GOAL OF THE EXERCISE: Would you return all of this data exactly, leaving nothing out?

— start DATASET RECORDS —

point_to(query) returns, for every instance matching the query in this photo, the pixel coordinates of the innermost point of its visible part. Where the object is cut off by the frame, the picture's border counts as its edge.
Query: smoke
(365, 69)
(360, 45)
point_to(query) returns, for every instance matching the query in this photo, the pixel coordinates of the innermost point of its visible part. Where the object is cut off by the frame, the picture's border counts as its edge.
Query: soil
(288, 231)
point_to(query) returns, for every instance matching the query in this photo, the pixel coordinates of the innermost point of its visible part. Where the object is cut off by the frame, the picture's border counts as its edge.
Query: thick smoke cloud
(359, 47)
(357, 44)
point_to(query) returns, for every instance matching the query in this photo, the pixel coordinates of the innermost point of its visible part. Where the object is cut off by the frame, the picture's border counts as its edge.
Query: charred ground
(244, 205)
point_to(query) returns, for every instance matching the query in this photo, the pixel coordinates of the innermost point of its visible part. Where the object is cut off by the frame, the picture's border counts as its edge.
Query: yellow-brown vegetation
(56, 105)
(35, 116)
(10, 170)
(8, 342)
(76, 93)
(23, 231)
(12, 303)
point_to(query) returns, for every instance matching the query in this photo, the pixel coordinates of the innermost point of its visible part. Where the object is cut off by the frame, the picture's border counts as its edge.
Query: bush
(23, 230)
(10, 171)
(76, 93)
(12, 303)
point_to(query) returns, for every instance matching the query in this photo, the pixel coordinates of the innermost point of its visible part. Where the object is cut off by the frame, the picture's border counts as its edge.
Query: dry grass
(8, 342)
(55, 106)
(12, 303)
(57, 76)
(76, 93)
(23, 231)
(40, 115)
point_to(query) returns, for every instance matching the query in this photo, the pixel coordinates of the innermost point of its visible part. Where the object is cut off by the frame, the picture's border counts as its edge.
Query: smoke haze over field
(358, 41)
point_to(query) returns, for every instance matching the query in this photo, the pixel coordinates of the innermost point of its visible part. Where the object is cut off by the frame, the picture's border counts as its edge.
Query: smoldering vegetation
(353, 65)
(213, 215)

— end DATASET RECORDS —

PROBLEM SOLUTION:
point_to(query) returns, for every instance matching the query in this photo, the pixel coordinates of the innermost point of its visible part. Where the object is cut off by the frame, the picture's border counts as its edge.
Query: smoke
(365, 69)
(360, 45)
point_to(query) returns, for every instance matching the query in this photo, the pixel coordinates of the innermost point of its visible part. Where the object is cut off by the frame, the picture's border counts as its edge.
Query: soil
(288, 231)
point_to(query) returns, for every instance matching the query in this photo, the pixel coordinates of the innermost point of its visible part. Where the object is cut off by the frame, the picture's border counts as its edge.
Query: thick smoke cloud
(359, 47)
(357, 44)
point_to(query) returns, for every instance matching the query in this photo, the pixel coordinates of the innermost point of its visible part. Where the object is cut off by the frame, the picture's border counts as its edge.
Query: charred ground
(244, 205)
point_to(query) returns, for every instance matching the query in this photo, the pixel coordinates of the innermost point of its visible part. Where the object is cut off by the frame, the picture's border counts as its edge.
Query: yellow-brown vegetation
(56, 105)
(35, 116)
(10, 170)
(8, 342)
(76, 93)
(23, 231)
(12, 303)
point_to(query) returns, for every instance matching the query in this photo, the pixel coordinates of the innermost point of its visible part. Where the object is cut off by the frame, the picture's border counts as its edge.
Query: bush
(23, 230)
(10, 171)
(76, 93)
(12, 303)
point_to(query) returns, for every instance matching the query in this photo, the pixel coordinates of the innermost point of its visible part. Where the object is cut off by the frame, the picture's border counts as its edge.
Query: dry grass
(8, 342)
(55, 106)
(12, 303)
(57, 76)
(76, 93)
(23, 231)
(40, 115)
point_to(query) returns, for every instance matching the query in this photo, the pixel coordinates of the innermost point of its visible part. Where the object is cut off by the frame, the picture's border counts as its edge.
Query: smoke haze over field
(358, 41)
point_to(query) returns, for every instance matching the query in this photo, the pixel coordinates of the innermost point of its visible part. Where the object is cut off by the frame, the picture's border counts as its edge.
Query: smoldering vegetation
(353, 65)
(213, 215)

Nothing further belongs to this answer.